▸ **Problem description**
In the PDF accessibility guidance, which option should be selected when using "Save As PDF" in Word?

▸ **Document excerpt**
=-=-=
PDF pitfalls that cause harm
- Scanned images of text: Without OCR and tags, screen readers get nothing. Always OCR scans and then add proper structure.
- Two-column brochures: If reading order zigzags, content is incoherent. Set correct article threads/reading order.
- Form fields without labels, tab order, or descriptions, making submission impossible.
- Charts & figures: No alt or text equivalent; data locked in pixels.
Authoring & export workflow that works
- Author in a structured tool: Use styles for headings and lists in Word/Google Docs. Don’t “fake” headings by enlarging text.
- Add alt text to meaningful images; mark decorative images as decorative.
- Export to tagged PDF: In Word, “Save As PDF” with “Document structure tags for accessibility.” In Google Docs, use the built-in exporter or print to PDF then remediate.
- Remediate in Acrobat or similar: Verify tags, reading order, alt text, tables, and form fields. Fix the Title in Properties.
- Test with a screen reader: NVDA or VoiceOver can quickly reveal missing structure.
Prefer HTML for living content
HTML pages are responsive, accessible by default when correctly authored, and easier to maintain than PDFs. Use HTML when content changes frequently (policies, pricing, instructions). Reserve PDFs for print-like artifacts (invoices, brochures) and make them accessible too.
=-=-=
▸ **Rows**
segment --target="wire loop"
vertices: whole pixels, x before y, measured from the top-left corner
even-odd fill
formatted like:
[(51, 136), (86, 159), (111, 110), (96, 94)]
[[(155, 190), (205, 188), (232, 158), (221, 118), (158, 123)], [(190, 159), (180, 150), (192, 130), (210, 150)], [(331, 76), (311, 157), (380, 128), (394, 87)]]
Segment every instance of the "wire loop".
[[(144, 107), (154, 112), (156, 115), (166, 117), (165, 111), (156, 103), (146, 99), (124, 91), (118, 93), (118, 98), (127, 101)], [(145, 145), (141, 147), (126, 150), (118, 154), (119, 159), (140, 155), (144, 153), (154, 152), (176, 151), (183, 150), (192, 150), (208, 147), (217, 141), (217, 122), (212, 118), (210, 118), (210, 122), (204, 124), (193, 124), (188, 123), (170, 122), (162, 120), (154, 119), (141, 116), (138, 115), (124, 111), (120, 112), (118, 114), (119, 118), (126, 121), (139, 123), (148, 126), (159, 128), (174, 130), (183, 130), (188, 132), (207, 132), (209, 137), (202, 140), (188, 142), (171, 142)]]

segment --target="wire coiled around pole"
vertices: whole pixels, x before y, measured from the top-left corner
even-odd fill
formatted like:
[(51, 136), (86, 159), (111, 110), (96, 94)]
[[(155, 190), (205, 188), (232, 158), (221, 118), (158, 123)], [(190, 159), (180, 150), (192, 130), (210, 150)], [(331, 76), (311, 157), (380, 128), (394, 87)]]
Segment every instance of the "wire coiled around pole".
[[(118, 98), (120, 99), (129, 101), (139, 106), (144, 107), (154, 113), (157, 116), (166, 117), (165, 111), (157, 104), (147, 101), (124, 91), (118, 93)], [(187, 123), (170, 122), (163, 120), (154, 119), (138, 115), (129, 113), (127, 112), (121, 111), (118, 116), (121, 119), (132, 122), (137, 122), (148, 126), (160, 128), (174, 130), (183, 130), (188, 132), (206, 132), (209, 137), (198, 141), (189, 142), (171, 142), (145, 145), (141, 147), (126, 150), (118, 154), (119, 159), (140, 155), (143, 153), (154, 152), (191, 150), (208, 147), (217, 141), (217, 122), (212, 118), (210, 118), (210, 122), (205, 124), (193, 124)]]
=-=-=
▸ **Finished task**
"Document structure tags for accessibility."